Vous le savez, nous le savons:

– Les autorités croates exercent une violence physique et psychique systématique sur les personnes requérantes d’asile qui transitent sur leur territoire. Les témoignages et rapports à ce sujet se sont succédés ces derniers mois;

– Ces violences ont lieu aux frontières comme à l’intérieur du pays; nous sommes donc en droit de craindre qu’elles puissent également être exercées sur les personnes renvoyées vers la Croatie au nom du règlement Dublin;

– L’accès aux soins est déficient en Croatie, particulièrement en ce qui concerne les soins psychiatriques;

– Renvoyer une personne vers l’Etat responsable des violences subies induit un risque important de retraumatisation.

Pourtant, les décisions du Secrétariat d’Etat aux migrations (SEM) et du Tribunal administratif fédéral (TAF) continuent de tomber comme si de rien n’était, déployant un tissu de «copier-coller» d’affirmations qui en deviennent grotesques tant elles sont de mauvaises foi: «aucun élément ne fait penser que la procédure d’asile et le système d’accueil des requérants d’asile en Croatie souffrent de défaillances systémiques, qui auraient pour conséquence un risque de traitement inhumain ou dégradant»; «aucun indice concret laisse penser que ces personnes risquent d’être renvoyées en Bosnie (expulsions en chaîne) ou qu’elles soient systématiquement exposées à des actes de violence de la part des autorités de police croates»; «en ce qui concerne les soins médicaux, il convient de noter que la Croatie dispose d’une infrastructure médicale suffisante et fournit des prestations médicales appropriées.» Mensonges!

Depuis début 2023, le SEM a rendu 1991 décisions de ce type, des «NEM (non entrées en matière) Dublin Croatie». Et il a effectué 158 renvois vers ce pays, dont au moins un depuis Genève. Alors, c’est vrai, beaucoup de personnes ne sont finalement pas renvoyées. Mais le poids de l’attente, la menace de voir arriver la police n’importe quand est insupportable. Hospitalisations, tentatives de suicide, troubles psychiques, médicaments: les personnes concernées se retrouvent dans une spirale infernale.

MATÉRIEL FOURNI ▸
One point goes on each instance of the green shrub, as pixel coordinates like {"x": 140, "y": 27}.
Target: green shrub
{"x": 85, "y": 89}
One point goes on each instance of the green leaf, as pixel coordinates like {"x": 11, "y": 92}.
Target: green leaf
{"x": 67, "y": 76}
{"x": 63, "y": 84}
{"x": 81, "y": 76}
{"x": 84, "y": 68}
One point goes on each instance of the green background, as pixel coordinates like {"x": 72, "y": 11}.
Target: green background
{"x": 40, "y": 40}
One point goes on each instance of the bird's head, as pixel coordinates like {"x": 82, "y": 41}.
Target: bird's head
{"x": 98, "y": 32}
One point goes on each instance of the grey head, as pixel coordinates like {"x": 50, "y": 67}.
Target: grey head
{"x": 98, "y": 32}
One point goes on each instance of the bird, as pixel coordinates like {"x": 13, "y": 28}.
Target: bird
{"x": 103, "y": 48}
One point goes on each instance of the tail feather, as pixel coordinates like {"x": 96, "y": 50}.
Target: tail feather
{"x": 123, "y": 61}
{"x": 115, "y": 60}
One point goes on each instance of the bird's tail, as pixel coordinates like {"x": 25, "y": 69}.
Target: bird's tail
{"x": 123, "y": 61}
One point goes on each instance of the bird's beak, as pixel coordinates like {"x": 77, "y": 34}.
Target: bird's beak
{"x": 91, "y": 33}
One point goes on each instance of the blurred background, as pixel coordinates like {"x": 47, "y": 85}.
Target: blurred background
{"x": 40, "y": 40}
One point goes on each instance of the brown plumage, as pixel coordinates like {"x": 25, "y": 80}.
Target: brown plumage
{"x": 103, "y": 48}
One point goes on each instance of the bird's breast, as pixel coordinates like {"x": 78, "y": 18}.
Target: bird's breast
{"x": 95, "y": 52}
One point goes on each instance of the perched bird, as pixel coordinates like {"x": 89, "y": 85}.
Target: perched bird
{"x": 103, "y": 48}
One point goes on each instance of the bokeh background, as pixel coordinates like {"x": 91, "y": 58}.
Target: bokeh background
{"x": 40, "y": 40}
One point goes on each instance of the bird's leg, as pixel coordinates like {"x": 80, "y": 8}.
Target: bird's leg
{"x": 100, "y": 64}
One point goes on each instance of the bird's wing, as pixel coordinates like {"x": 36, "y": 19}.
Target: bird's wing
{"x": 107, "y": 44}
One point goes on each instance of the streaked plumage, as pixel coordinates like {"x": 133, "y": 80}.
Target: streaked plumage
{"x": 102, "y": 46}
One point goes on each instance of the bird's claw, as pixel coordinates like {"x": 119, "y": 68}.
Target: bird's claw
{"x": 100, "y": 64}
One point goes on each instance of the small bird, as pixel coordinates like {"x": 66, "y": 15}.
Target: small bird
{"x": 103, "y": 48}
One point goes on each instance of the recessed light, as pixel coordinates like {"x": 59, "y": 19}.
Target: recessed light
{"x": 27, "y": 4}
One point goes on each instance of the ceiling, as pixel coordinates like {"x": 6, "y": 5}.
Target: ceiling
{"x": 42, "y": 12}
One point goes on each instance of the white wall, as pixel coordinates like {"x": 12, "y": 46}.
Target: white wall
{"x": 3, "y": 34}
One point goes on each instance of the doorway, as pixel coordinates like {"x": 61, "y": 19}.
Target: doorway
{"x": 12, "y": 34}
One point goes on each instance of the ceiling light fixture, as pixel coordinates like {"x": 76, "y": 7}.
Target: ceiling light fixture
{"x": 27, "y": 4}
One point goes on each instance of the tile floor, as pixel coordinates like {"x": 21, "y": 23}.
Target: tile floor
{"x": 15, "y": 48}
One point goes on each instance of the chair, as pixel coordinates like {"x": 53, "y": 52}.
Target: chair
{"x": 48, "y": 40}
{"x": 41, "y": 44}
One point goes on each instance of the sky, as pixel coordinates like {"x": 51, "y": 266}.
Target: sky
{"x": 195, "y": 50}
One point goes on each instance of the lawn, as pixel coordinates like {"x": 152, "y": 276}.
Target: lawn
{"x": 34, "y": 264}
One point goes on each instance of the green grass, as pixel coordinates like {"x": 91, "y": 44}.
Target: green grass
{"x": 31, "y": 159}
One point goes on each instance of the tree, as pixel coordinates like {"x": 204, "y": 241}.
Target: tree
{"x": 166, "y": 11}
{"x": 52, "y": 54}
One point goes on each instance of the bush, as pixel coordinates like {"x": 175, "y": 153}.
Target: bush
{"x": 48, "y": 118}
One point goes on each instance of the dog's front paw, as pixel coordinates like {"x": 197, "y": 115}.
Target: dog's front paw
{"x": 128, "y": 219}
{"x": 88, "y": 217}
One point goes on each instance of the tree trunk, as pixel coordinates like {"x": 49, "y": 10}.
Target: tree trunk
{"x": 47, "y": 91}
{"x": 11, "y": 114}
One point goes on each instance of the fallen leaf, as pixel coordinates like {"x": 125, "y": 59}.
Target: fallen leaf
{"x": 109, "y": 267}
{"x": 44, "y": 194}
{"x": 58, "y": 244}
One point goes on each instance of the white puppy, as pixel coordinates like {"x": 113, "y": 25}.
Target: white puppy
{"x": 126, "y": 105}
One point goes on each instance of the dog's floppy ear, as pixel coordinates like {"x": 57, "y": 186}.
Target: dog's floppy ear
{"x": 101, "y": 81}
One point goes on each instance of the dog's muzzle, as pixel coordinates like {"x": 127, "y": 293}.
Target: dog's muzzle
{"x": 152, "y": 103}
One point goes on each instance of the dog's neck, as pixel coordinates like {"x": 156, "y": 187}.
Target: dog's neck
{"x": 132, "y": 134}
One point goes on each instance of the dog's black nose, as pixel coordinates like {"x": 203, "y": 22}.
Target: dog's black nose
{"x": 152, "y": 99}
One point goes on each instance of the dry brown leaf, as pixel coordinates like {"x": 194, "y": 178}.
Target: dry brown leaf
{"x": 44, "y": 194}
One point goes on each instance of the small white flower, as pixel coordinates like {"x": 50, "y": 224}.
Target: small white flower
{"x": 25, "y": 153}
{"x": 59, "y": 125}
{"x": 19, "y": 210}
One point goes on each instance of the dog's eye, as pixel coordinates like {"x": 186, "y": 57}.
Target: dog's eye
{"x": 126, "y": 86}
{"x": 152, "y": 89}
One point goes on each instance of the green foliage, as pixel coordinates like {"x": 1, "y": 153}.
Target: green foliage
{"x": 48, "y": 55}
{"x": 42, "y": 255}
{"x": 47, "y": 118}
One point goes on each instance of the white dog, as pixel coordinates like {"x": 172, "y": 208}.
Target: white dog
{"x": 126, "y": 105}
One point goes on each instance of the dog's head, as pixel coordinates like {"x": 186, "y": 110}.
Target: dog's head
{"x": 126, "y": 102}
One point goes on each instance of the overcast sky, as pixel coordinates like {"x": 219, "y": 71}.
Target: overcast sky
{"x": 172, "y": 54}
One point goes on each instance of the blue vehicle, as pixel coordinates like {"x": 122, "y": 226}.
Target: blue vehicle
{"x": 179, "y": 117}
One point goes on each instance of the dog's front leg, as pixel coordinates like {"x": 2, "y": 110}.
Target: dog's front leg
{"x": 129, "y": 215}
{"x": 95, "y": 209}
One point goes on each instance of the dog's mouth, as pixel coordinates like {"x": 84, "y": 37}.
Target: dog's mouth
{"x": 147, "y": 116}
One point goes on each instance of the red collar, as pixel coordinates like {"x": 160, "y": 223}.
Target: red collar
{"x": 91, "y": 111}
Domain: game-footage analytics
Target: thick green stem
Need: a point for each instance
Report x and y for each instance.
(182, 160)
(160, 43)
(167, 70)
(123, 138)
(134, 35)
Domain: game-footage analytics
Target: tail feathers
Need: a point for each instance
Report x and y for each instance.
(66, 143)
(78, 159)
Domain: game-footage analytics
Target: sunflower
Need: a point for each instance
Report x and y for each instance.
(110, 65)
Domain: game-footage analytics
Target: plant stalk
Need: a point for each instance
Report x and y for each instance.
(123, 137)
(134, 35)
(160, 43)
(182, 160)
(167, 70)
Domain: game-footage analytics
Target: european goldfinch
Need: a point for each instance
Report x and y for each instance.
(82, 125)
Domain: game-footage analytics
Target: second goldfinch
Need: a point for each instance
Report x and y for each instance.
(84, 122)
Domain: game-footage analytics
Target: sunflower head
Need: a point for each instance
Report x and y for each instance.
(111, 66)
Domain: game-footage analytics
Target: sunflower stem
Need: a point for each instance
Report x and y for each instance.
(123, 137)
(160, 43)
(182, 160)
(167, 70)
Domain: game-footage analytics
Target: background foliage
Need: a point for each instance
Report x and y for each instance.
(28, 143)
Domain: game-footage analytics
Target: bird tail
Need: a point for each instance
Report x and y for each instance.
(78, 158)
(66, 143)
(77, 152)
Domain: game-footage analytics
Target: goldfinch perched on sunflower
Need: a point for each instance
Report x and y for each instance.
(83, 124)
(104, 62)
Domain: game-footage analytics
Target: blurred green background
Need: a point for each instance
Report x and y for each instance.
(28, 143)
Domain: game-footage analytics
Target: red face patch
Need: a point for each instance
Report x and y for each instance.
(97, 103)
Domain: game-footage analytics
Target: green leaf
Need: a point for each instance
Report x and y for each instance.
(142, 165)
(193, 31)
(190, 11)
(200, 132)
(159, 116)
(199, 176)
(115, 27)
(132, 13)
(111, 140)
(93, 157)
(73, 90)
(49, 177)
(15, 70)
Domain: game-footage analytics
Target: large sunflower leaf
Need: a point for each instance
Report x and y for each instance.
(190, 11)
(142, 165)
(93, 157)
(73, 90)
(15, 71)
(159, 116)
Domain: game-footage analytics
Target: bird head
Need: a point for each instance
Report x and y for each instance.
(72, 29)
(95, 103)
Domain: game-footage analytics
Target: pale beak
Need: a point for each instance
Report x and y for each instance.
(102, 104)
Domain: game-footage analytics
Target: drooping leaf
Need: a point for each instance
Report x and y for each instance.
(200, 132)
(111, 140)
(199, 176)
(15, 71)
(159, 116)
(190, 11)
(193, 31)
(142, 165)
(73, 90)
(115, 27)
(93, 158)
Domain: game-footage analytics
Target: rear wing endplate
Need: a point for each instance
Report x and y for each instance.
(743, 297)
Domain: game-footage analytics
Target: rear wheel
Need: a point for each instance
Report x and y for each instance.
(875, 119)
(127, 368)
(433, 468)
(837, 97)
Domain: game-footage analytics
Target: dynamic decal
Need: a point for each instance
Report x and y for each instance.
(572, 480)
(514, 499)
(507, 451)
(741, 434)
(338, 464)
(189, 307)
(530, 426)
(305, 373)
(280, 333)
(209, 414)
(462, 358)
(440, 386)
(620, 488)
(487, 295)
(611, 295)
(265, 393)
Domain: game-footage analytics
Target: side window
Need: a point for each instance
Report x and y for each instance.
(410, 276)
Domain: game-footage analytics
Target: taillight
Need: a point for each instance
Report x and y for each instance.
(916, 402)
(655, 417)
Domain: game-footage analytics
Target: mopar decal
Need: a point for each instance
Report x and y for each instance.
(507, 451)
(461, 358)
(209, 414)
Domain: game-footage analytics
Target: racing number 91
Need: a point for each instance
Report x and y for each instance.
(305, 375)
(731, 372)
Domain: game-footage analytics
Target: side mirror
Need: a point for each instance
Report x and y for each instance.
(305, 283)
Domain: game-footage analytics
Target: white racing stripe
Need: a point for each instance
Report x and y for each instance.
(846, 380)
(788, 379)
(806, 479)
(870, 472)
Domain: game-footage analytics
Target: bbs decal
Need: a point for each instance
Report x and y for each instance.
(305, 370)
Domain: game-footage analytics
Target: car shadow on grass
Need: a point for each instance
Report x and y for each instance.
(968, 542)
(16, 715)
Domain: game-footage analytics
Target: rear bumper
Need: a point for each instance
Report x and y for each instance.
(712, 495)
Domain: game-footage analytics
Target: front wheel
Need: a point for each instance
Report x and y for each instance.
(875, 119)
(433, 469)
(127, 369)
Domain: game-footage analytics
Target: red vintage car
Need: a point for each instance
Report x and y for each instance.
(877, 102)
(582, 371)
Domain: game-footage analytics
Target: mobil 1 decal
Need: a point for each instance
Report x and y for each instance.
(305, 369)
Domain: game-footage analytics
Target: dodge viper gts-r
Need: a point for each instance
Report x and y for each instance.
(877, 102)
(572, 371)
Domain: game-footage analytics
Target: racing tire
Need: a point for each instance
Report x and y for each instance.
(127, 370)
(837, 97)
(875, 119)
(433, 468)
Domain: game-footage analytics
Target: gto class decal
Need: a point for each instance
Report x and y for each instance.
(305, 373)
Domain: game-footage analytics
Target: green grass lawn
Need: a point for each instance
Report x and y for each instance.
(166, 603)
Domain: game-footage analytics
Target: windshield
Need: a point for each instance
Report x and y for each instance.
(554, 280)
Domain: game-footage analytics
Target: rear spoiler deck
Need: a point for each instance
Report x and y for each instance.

TRAVAIL À FAIRE ▸
1. Répondez à ces questions sur le texte consacré aux renvois vers la Croatie :
(a) Quels soins sont présentés comme particulièrement déficients en Croatie ?
(b) Combien de décisions « NEM Dublin Croatie » le SEM a-t-il rendues depuis début 2023 ?
(c) Combien de renvois vers la Croatie le SEM a-t-il effectués ?
2. Recopiez le passage du texte consacré aux renvois vers la Croatie, en commençant à «Depuis début 2023, le» et en terminant à «une spirale infernale.».
3. Poursuivez le texte consacré aux renvois vers la Croatie à partir de sa dernière phrase.
Les entrées constituent un matériel à part, indépendant du texte.

RÉPONSES ▸
1.
(a) Les soins psychiatriques.
(b) 1991 décisions.
(c) 158 renvois.

2.
Depuis début 2023, le SEM a rendu 1991 décisions de ce type, des «NEM (non entrées en matière) Dublin Croatie». Et il a effectué 158 renvois vers ce pays, dont au moins un depuis Genève. Alors, c’est vrai, beaucoup de personnes ne sont finalement pas renvoyées. Mais le poids de l’attente, la menace de voir arriver la police n’importe quand est insupportable. Hospitalisations, tentatives de suicide, troubles psychiques, médicaments: les personnes concernées se retrouvent dans une spirale infernale.

3.
Aujourd’hui, nous vous demandons d’être fières d’annoncer que Genève et la Suisse stoppent dès maintenant les renvois vers la Croatie, car ce pays n’est pas sûr pour les requérant·es d’asile.

Ne plus être sous la menace d’un renvoi permettra notamment à M. et G. de s’occuper avec toute leur attention de leur bébé de 840 grammes, né très prématurément juste après l’annonce de leur décision de renvoi vers la Croatie; à T. et A. de voir leur bébé de 10 mois grandir et s’épanouir; à P. de continuer à apprendre le français en vue de son intégration professionnelle qui a déjà commencé; à S., arrivé très jeune, de se concentrer sur ses études.

Madame la Conseillère fédérale Elisabeth Baume-Schneide, Madame la Conseillère d’Etat genevoise Carole-Anne Kast, Madame la Secrétaire d’Etat aux migrations Christine Schraner Burgener: soyez courageuses et stoppez les renvois vers la Croatie maintenant!

 

Avec le soutien de: Alain Bolle, directeur du Centre social protestant-Genève; Anne Madeleine Reinmann, responsable protestante pour l’Agora; Carlo Sommaruga, conseiller aux Etats; Charles Beer, ancien président du Conseil d’Etat; Christian Dandrès, conseiller national; Delphine Klopfenstein, conseillère nationale; Dominique Ziegler, auteur-metteur en scène; Giuliana Canonica Hemmeler, psychiatre à Appartenances; Jean Ziegler, ancien vice-président du comité consultatif du Conseil des droits de l’homme; Laurence Fehlmann Rielle, conseillère nationale; Liliane Maury-Pasquier, ancienne conseillère aux Etats; Lisa Mazzone, conseillère aux Etats; Maria Bernasconi, ancienne conseillère nationale; Nicolas Wadimoff, réalisateur; Philippe Currat, avocat admis sur la liste des conseils de la Cour pénale internationale; Pierre Morath, athlète et documentariste; Samia Hurst-Majno, médecin et éthicienne; Sophie Buchs, directrice de Caritas-Genève; Ueli Leuenberger, ancien conseiller national; Virginie Hours, responsable catholique pour l’Agora; Zep, dessinateur.